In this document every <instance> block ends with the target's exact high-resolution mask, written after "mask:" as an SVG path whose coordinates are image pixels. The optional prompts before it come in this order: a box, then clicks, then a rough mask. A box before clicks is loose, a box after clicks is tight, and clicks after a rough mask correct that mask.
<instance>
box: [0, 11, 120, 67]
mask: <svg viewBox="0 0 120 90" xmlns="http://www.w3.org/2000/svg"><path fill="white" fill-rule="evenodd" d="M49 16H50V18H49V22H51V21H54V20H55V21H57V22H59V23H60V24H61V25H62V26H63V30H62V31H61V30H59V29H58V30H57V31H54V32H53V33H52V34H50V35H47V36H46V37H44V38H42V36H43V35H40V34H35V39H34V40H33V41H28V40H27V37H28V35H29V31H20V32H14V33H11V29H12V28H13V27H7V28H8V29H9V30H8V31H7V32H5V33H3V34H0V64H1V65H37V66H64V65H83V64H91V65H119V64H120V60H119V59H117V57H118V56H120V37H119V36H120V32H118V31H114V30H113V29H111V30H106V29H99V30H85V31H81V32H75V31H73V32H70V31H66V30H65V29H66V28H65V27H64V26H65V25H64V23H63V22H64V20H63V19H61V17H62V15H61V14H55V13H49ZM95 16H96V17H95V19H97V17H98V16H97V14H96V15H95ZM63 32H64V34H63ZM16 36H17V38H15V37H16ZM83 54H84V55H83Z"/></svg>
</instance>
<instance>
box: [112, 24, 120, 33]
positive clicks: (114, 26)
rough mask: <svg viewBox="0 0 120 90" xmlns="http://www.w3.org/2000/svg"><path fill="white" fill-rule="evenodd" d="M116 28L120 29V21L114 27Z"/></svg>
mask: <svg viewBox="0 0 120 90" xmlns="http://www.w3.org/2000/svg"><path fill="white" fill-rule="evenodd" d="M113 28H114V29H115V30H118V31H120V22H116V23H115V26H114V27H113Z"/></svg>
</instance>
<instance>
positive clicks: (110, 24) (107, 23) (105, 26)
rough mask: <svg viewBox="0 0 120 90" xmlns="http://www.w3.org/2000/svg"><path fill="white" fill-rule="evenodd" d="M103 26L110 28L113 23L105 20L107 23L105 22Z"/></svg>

=====

● **EXERCISE**
Return all of the data above, every line unchanged and in the same order.

● **SOLUTION TO THIS EXERCISE**
In this document every <instance> block ends with the target's exact high-resolution mask, written after "mask:" as an SVG path whose coordinates are image pixels. The optional prompts before it come in this order: a box, then clicks, then a rough mask. A box before clicks is loose, a box after clicks is tight, and clicks after a rough mask correct that mask.
<instance>
box: [0, 11, 120, 67]
mask: <svg viewBox="0 0 120 90" xmlns="http://www.w3.org/2000/svg"><path fill="white" fill-rule="evenodd" d="M49 16H50V18H49V22H51V21H54V20H55V21H57V22H59V23H60V24H61V25H62V26H63V30H62V31H61V30H59V29H58V30H57V31H54V32H53V33H52V34H50V35H47V36H46V37H44V38H42V36H43V35H40V34H35V39H34V40H33V41H28V40H27V37H28V35H29V31H20V32H14V33H11V29H12V28H13V27H7V28H8V29H9V30H8V31H7V32H5V33H3V34H0V64H1V65H37V66H64V65H83V64H91V65H119V64H120V60H119V59H117V57H118V56H120V37H119V36H120V32H118V31H114V30H113V29H111V30H106V29H99V30H85V31H81V32H75V31H73V32H70V31H66V30H65V29H66V28H65V27H64V26H65V25H64V23H63V22H64V20H63V19H61V17H62V15H61V14H55V13H49ZM95 16H96V17H95V19H97V17H98V16H97V14H96V15H95ZM63 32H64V34H63ZM16 36H17V38H15V37H16ZM83 54H84V55H83Z"/></svg>
</instance>
<instance>
box: [112, 24, 120, 33]
positive clicks: (114, 26)
rough mask: <svg viewBox="0 0 120 90" xmlns="http://www.w3.org/2000/svg"><path fill="white" fill-rule="evenodd" d="M116 28L120 29V21L114 27Z"/></svg>
mask: <svg viewBox="0 0 120 90" xmlns="http://www.w3.org/2000/svg"><path fill="white" fill-rule="evenodd" d="M113 28H114V29H115V30H118V31H120V22H116V23H115V26H114V27H113Z"/></svg>
</instance>
<instance>
positive clicks: (110, 24) (107, 23) (105, 26)
rough mask: <svg viewBox="0 0 120 90" xmlns="http://www.w3.org/2000/svg"><path fill="white" fill-rule="evenodd" d="M103 26L110 28L113 23L105 20L107 23L105 22Z"/></svg>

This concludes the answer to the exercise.